TASK GOAL:
Repeat each line exactly as it is written.

— Begin RECORDS TO PROCESS —

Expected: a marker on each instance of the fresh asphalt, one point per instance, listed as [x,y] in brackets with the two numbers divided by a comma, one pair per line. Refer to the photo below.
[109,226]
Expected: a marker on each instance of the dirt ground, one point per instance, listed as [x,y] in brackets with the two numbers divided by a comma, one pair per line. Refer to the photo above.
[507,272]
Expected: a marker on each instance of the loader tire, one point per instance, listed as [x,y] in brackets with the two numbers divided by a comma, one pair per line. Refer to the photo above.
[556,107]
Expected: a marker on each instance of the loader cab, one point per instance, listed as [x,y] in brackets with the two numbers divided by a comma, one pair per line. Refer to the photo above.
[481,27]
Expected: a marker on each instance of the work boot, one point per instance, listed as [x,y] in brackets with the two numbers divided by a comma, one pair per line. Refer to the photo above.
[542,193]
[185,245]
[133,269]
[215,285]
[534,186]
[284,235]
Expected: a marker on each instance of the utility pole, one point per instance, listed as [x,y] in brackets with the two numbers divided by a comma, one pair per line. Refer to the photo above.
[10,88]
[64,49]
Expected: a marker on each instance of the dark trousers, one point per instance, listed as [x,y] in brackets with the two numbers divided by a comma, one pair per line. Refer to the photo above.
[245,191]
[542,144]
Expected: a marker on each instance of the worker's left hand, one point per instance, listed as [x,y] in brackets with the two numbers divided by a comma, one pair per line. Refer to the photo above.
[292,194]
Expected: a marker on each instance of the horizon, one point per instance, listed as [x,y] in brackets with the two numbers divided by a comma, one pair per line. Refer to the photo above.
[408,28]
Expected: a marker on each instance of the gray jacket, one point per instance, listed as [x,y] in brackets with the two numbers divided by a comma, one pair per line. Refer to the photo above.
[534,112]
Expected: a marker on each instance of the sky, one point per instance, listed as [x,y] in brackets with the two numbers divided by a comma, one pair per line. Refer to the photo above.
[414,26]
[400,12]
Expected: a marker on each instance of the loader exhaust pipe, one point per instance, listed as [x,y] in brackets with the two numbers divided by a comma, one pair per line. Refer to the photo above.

— End RECORDS TO PROCESS —

FULL SOLUTION:
Expected: a marker on each instance of the fresh asphalt, one point per instance, listed as [x,y] in brackets with the two numbers divided by a comma, one pair per line. Refer to the photo below.
[109,226]
Expected: a marker on each instance of the dirt ground, one point per instance, listed as [x,y] in brackets with the two numbers divided by a comma, one pair per line. Refer to the photo above.
[507,272]
Expected: a marker on each instance of the loader tire, one point per instance, listed as [x,y] in brackets with the two numbers divided by a comma, one pair per line. Refer to the photo above.
[556,107]
Expected: a marker on each instance of the loader cab, one point per instance, listed as [x,y] in brackets with the two numbers divided by a comma, one pair per line. Refer to the photo above.
[481,27]
Expected: a marker on each instance of the work boot, one point per instance, listed as [x,y] in brackets with the two numbers divided by a comma, one pair per line. Refer to the photo above.
[542,193]
[185,245]
[133,269]
[215,285]
[534,186]
[284,235]
Expected: a marker on each instance of the utility pole, one point per instance, listed as [x,y] in brackets with the two numbers divided by a comma, one pair per line. Refer to the photo above.
[10,88]
[64,49]
Expected: a marker on each instance of the dark trousers, one point per instance, listed as [x,y] in brackets with the two numbers divided by a comma, one pair per line. Refer to the photo above.
[245,191]
[542,144]
Expected: a marker on each instance of the worker's left hand, one point per instance, listed as [x,y] in brackets with the two numbers divided by a comma, one pair per line. Refer to the photo above.
[292,194]
Expected: a marker on each instance of the horizon, one point per instance, listed as [x,y] in brackets with the two numbers divided by a comma, one pair per line. Refer to the photo above.
[408,28]
Expected: a marker on each instance of the gray jacket, one point per instance, listed as [x,y] in brackets with the two numbers divided by a comma, one pair per line. Refer to the photo above.
[534,112]
Expected: a marker on each instance of the sky, one point per instance, listed as [x,y] in brackets with the two numbers divided by a comma, one pair per line. Refer to the photo above.
[414,26]
[400,12]
Expected: a marker on each instance of the loader exhaust pipe, one point per instance, listed as [x,y] in brackets with the two numbers divided by a comma, one pair per line. Refer to the photo above.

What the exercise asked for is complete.